The support of the review process is very weakly supported in many requirement tools. Simple word processing tools are often much better, that’s why a review mechanism should be built in that can compete with Word & Co.
At first, reviews are explicit entities and therefore a list of reviews is presented.
This look’s pretty much the same like the Test Runs page in Quality Spy with sub-tabs for opened reviews:
Here it should be possible to annotate the spec just as it is possible in Microsoft Word. The exact workflow for review hasn’t settled yet, this is just a first idea here and I have to think if requirements should be approved one-by-one or if a review should only contain annotations and “defect reports” of the reviewer.
The file-based approach is no weakness here. STE mode in Quality Spy has shown that a test run can be exported, shared via e-mail, edited in a single test mode and re-imported into the main project. You just need to replace the word “test” by “review”.
This page obviously shows all “elements” in a list mode that can be sorted and filtered just like in Excel.
At this point the tool achieves both benefits of MS Word (document like editing) and Excel (sorting & filtering) in one tool. Cool!
I havn’t created a wireframe for the settings page so far. Obviously the chapter types, section types, work item types with their custom fields can be configured here.
Publish and Export
The specification must be exported to something. DOCX would be the nearest choice as a start.
What’s Missing on Purpose
There are loads of features that are missing in this description so far and not because I have forgotten them, it’s because they should not be included:
- Relationships between requirements (Parent, Conditions, tracability Requirement-to-Test run)
- Strict versioning, auditing and base-lining
- Stakeholder-Comments, Discussions
Some projects may need this stuff and then this tool is not for them. But many projects do not need all this stuff, so simplicity rules out feature bloat.
Now, let’s take a little technical view and look at the domain data required by the tool (click to enlarge):
This model is probably not complete but provides a good overview.
Since design goals are similar to Quality Spy, similar technology should be used, that means WPF plus the Purple Box Common Framework that includes support for undo/redo and view model simplifications.
A core problem will be the combination of sections to a document look & feel. WPF offers a great way to do this using data templates for the various section types. The test protocols of Quality Spy also provide a good source of inspiration for the implementation. To provide a rich text editor, a component like TX Text control must probably be used.
Here we go, I’m really infected by this idea. In the last time I evaluated so many crappy tools not being capable being better than Word, Excel or Sharepoint, I really want this simple but yet powerful thing and search for a good developer who can implement this.
The current plan is simple, at first a solution to this flexible chapter approach must be found, from there let’s see what’s possible.
Update: I modified some ideas in version 2.

RECORD SET
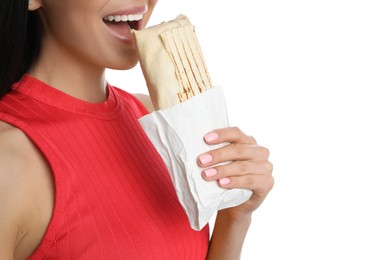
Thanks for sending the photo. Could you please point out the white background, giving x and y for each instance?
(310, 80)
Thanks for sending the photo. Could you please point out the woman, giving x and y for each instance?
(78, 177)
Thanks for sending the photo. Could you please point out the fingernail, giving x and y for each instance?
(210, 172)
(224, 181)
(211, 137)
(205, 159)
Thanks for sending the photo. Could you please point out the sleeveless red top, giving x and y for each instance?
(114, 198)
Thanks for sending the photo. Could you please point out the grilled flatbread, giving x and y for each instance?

...

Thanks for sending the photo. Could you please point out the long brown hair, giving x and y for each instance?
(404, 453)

PROMPT 1
Name every feature that the requirements tool text says is deliberately left out of the tool.
PROMPT 2
In the requirements tool text, change the passage starting with "I havn’t created" and going on through "be configured here." by replacing "settings page" with "configuration page".
PROMPT 3
According to the requirements tool text, what format would be the nearest choice for exporting the specification at the start?

EXERCISE RESPONSE 1
- Relationships between requirements (Parent, Conditions, tracability Requirement-to-Test run)
- Strict versioning, auditing and base-lining
- Stakeholder-Comments, Discussions

EXERCISE RESPONSE 2
I havn’t created a wireframe for the configuration page so far. Obviously the chapter types, section types, work item types with their custom fields can be configured here.

EXERCISE RESPONSE 3
DOCX